### What the task asks
Revise the records from the start through the line holding "[126, 235, 143, 252]", inclusive, replacing "car side mirror" with "vehicle side mirror" and leaving everything else unchanged. Return only those lines.

### Dataset records
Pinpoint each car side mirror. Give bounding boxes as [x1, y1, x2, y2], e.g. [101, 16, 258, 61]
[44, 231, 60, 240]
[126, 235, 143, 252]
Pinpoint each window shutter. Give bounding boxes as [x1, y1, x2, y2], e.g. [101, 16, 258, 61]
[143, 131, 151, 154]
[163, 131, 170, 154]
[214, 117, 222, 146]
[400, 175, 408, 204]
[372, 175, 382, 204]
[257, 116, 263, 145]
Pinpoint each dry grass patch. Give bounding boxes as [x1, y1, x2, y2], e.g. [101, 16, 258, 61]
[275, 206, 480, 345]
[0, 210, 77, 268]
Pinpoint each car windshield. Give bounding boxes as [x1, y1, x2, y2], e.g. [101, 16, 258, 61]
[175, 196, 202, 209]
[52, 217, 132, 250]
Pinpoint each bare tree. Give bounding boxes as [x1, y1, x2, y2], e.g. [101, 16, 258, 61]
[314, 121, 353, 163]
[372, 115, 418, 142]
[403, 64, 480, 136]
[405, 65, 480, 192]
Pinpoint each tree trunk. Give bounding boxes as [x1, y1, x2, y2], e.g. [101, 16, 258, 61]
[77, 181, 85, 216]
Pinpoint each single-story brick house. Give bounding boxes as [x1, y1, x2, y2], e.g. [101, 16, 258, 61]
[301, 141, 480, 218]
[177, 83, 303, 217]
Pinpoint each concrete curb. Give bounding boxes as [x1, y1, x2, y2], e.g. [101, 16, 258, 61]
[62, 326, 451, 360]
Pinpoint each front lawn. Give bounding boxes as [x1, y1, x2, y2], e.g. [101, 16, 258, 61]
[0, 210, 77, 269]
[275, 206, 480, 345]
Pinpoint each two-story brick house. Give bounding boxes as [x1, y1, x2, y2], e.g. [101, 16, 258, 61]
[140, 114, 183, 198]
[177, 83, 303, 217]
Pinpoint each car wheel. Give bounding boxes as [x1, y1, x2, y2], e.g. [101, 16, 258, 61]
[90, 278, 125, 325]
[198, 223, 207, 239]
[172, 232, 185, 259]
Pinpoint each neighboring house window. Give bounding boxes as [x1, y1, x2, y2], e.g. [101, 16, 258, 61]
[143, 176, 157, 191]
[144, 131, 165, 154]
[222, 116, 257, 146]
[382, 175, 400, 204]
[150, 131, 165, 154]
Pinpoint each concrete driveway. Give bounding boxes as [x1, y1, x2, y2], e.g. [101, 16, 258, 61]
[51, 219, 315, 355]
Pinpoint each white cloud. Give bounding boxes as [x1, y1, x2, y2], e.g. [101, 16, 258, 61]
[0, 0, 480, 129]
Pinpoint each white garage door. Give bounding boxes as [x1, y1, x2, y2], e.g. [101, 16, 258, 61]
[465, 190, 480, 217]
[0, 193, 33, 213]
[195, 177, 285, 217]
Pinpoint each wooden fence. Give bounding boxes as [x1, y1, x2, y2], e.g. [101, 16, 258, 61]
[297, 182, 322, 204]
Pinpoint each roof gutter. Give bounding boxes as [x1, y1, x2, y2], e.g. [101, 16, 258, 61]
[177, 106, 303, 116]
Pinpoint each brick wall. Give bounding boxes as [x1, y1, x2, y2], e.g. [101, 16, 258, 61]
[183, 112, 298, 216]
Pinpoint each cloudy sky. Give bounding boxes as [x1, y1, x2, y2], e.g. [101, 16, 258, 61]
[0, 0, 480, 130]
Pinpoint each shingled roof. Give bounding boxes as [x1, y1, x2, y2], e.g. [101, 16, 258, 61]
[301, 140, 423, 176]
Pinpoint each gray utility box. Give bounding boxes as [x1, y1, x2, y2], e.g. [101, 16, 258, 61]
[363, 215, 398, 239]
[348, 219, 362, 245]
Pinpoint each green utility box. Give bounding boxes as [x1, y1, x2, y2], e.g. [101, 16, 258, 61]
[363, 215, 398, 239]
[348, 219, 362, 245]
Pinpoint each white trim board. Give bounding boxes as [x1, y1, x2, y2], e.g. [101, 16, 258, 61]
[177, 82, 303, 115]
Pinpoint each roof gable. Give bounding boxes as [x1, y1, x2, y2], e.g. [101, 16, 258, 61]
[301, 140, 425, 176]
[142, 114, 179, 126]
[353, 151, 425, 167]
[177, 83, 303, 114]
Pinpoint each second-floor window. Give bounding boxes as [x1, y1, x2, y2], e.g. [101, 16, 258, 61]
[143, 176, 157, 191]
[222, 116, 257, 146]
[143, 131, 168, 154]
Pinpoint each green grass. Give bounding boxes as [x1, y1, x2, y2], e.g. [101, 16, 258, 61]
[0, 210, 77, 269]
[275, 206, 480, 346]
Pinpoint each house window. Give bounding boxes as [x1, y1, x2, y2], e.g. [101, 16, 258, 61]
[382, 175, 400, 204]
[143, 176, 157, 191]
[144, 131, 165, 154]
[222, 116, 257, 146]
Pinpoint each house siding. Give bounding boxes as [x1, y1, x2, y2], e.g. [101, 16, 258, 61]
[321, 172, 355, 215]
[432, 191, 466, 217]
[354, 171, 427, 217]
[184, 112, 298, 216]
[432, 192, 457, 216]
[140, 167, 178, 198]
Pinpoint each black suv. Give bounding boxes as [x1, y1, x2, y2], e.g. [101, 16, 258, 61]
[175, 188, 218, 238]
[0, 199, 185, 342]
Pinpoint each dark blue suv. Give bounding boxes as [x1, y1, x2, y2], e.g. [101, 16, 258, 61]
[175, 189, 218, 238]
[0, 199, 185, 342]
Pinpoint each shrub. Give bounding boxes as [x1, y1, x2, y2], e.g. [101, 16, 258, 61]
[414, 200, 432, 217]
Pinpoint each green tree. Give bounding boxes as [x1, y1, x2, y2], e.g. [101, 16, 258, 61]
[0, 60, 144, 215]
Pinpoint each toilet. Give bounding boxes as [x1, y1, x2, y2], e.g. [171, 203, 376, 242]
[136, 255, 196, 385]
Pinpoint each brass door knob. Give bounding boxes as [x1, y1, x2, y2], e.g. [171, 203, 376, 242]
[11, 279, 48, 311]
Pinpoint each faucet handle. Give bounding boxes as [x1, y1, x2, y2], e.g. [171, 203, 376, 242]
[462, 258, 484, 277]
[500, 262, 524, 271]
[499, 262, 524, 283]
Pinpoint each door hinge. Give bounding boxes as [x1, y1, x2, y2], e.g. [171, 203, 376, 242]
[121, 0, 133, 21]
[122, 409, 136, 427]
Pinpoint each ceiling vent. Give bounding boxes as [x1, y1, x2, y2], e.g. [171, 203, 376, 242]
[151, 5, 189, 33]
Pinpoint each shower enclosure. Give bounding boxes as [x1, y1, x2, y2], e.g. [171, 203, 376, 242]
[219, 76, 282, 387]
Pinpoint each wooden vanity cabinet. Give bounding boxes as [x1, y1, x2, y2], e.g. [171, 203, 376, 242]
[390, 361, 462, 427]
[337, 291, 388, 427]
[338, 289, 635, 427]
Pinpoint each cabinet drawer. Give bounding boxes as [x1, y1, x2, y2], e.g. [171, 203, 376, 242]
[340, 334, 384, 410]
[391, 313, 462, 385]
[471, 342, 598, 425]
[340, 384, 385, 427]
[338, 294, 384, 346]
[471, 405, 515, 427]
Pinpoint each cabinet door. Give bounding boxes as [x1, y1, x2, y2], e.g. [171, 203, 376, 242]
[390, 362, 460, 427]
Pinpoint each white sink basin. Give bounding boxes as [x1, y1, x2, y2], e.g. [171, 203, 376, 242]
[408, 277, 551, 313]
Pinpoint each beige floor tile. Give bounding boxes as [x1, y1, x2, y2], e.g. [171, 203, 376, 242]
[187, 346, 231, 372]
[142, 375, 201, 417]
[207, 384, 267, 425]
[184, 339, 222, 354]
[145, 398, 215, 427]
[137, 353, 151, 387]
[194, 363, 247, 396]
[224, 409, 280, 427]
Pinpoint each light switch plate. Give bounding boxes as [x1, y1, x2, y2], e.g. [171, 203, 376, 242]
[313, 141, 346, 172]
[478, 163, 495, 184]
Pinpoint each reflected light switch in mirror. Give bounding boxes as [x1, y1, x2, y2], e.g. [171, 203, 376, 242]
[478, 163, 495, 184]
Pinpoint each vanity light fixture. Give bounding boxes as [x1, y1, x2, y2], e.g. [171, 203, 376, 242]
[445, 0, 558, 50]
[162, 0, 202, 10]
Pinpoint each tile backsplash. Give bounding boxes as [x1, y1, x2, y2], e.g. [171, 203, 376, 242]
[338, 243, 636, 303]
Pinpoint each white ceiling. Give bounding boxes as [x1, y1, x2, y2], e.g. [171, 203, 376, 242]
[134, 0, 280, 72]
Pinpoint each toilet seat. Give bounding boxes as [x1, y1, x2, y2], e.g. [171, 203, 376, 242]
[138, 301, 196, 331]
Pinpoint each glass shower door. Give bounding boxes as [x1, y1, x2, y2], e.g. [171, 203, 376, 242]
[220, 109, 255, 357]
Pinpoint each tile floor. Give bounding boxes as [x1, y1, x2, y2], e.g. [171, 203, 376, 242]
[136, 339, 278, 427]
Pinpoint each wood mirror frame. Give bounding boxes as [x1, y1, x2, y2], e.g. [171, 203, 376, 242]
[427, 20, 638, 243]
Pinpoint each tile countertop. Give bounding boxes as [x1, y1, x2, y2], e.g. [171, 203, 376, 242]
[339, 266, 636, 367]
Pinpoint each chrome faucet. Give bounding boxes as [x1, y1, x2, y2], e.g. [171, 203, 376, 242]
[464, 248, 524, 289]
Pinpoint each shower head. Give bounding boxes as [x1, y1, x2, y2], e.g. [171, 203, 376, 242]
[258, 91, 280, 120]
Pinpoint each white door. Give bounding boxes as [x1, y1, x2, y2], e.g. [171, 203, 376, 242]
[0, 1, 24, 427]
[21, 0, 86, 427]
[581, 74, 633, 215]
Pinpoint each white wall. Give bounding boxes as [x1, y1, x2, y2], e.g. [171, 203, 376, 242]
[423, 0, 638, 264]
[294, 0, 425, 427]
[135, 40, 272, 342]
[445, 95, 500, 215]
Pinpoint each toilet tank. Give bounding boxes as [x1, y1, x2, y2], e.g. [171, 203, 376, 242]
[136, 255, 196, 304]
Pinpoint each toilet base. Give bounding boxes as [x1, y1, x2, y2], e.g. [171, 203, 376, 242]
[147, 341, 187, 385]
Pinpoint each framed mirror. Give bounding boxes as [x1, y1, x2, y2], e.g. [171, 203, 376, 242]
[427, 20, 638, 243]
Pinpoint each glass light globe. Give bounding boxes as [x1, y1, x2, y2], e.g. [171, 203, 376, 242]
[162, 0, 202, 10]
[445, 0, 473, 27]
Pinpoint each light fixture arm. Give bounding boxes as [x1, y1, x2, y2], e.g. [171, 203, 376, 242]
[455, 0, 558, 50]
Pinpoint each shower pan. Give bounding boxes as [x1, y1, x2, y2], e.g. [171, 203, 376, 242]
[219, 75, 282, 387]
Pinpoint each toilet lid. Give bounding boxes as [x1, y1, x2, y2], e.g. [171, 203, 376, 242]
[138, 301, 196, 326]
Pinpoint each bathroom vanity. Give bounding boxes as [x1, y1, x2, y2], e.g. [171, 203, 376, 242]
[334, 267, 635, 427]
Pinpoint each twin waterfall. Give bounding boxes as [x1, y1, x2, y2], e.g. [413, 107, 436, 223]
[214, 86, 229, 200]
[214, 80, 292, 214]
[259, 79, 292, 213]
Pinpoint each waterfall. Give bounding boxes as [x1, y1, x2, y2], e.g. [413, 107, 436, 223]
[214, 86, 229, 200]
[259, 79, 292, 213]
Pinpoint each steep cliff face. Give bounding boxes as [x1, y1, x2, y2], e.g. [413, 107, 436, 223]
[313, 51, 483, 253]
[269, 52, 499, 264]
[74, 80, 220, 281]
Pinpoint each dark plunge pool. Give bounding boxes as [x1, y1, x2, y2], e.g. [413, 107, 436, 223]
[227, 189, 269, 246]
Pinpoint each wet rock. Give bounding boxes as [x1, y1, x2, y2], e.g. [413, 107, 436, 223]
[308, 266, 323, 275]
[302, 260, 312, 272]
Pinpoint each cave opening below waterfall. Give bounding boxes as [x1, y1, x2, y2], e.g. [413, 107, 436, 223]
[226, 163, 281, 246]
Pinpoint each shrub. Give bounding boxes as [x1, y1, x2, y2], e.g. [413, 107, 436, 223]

### Response
Pinpoint each vehicle side mirror. Give bounding boxes as [x1, y1, x2, y2], e.g. [101, 16, 258, 61]
[44, 231, 60, 240]
[126, 235, 143, 252]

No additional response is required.